• DATASET:
========

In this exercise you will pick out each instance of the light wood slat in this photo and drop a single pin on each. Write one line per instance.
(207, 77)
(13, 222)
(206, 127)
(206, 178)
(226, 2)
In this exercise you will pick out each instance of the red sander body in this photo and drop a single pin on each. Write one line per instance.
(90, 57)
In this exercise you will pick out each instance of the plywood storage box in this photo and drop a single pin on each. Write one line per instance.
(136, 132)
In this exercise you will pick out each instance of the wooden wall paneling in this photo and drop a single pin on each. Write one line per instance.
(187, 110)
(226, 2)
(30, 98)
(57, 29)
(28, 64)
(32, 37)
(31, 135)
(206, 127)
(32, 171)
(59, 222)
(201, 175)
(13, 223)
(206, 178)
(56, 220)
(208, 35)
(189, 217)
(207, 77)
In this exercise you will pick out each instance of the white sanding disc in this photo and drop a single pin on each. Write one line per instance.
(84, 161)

========

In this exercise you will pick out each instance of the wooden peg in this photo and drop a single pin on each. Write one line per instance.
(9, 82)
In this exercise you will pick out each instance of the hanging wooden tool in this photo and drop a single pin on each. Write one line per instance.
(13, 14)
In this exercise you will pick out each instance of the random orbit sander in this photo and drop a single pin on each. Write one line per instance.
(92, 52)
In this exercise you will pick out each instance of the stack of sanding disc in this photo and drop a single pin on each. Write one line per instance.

========

• WORK REQUIRED: Using only the entries above, output the line with "of the hanging", the line with "of the stack", and all lines between them, exactly as they stand.

• SOLUTION BELOW:
In this exercise you will pick out each instance of the hanging wooden tool in this photo and drop a single pin on each. Write one line per instance.
(13, 14)
In this exercise you will pick out each instance of the random orbit sander in this photo and drop a single pin on each. Write one line per instance.
(92, 52)
In this exercise you will pick out each instance of the stack of sanding disc in this photo and drop a single pin on each. Write one line per instance.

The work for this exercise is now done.